▸ Problems to solve:
**a.** Set down, word for word, the passage of the GPU memory report from "matrix2 = tf.constant([[2.], [2.]])" up to and including "when calling sess.close()".
**b.** Recast the entries from the line with "Detect tall light" up to and including the line with "768, 0, 783, 155" as a Markdown table with the columns Position and Text. Number each row and leave out any blank lines.

▸ Document text:
=======
Description
As I understand from the documentation, running sess.close()
is supposed to release the resources, but it doesn't. I have been running the following test:
with tf.Session() as sess:
with tf.device('/gpu:0'):
matrix1 = tf.constant([[3., 3]])
matrix2 = tf.constant([[2.], [2.]])
product = tf.matmul(matrix1, matrix2)
result = sess.run(product)
print(result)
This allocates all the free memory of gpu0, but it is not released when sess
is closed (both using a context manager as in the code above, but also when calling sess.close()
manually). The memory usage persists until that Python process is terminated. The way I have been checking memory usage is through nvidia-smi
, but I have also confirmed that other processes can't allocate that GPU memory until the process terminates (not the session closes). I would like to be able to free the resources and still keep the Python process running.
Environment info
I am running a 64-bit Linux (CentOS) with a computer that has two Tesla K40c (driver 346.46, CUDA 7.0). I installed the 0.7.1 tensorflow for Linux and Python 3.4 through pip. The output of tf.__version__
is 0.7.1.
Steps to reproduce
Simply running the code above should according to the document allocate and then release the memory. However, the GPU memory is still allocated and thus unusable by other processes. However, it can be re-used by the same Python process, meaning that I can re-run the snippet over and over as long as I do it from the same Python process.
Logs or other output that would be helpful
Here is a log of the session. At the end, the memory is still allocated. Note that another user is connected to both GPUs through Torch7, and is actively using gpu0.
=======
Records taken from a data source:
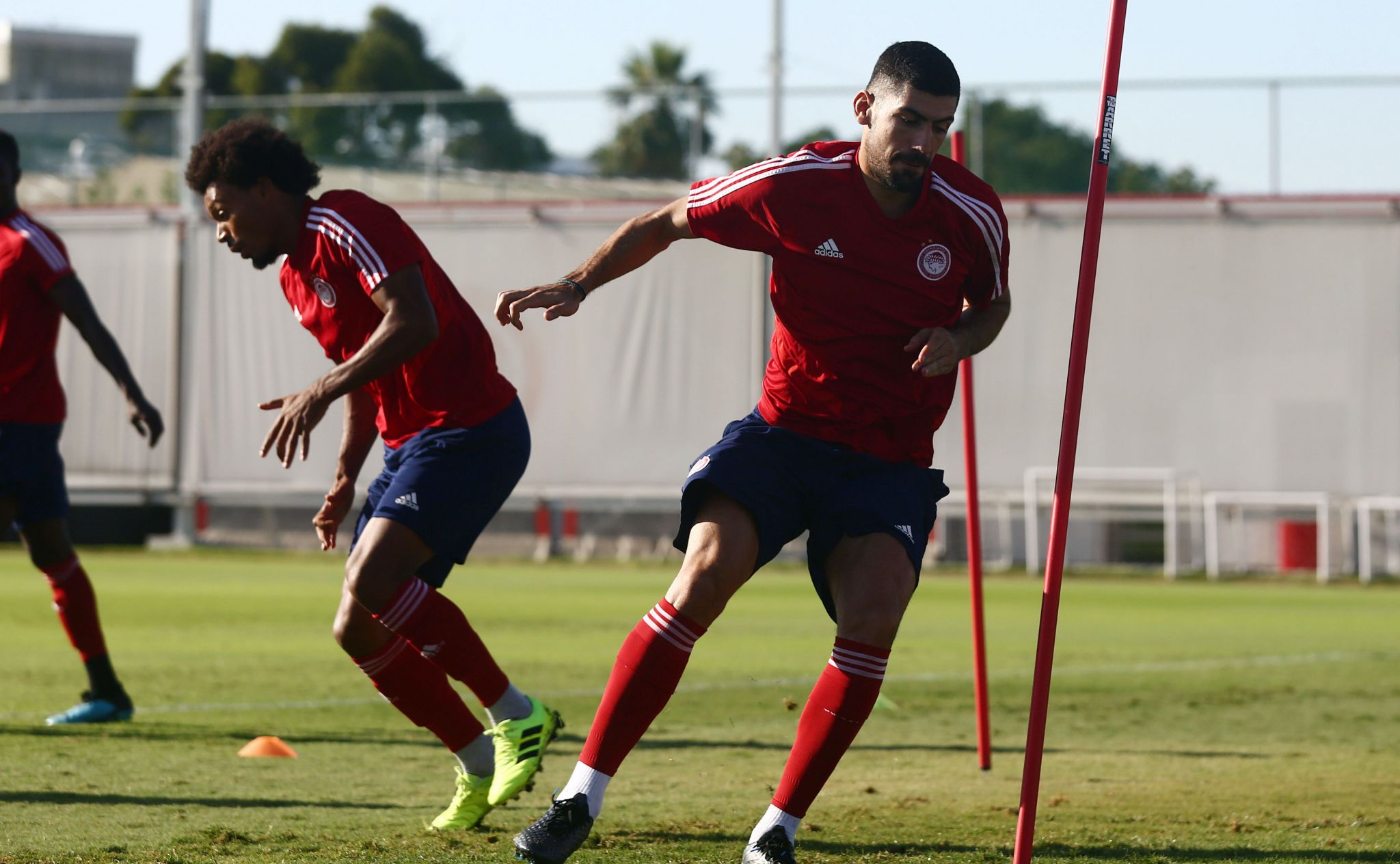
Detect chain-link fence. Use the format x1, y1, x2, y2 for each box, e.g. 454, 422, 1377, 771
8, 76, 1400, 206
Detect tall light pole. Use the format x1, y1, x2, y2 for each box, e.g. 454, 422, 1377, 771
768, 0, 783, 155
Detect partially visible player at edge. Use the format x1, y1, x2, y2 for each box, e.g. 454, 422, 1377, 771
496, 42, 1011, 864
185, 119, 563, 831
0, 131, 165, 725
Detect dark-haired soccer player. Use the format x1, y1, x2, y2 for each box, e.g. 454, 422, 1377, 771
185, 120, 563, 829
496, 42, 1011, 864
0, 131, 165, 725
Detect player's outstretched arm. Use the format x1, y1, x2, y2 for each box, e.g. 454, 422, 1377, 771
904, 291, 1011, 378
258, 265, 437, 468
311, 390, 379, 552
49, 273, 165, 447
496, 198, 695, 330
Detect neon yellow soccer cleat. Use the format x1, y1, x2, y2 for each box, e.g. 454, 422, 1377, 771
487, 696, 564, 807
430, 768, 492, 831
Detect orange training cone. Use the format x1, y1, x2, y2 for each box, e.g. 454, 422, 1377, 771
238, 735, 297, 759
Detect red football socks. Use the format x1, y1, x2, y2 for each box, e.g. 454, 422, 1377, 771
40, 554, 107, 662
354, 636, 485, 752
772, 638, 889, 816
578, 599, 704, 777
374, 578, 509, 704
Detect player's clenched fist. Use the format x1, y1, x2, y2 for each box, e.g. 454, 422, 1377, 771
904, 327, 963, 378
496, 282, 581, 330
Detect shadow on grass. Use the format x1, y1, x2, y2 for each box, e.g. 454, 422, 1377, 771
=======
▸ Task answers:
**a.**
matrix2 = tf.constant([[2.], [2.]])
product = tf.matmul(matrix1, matrix2)
result = sess.run(product)
print(result)
This allocates all the free memory of gpu0, but it is not released when sess
is closed (both using a context manager as in the code above, but also when calling sess.close()

**b.**
| Position | Text |
|---|---|
| 1 | Detect tall light pole. Use the format x1, y1, x2, y2 for each box, e.g. 454, 422, 1377, 771 |
| 2 | 768, 0, 783, 155 |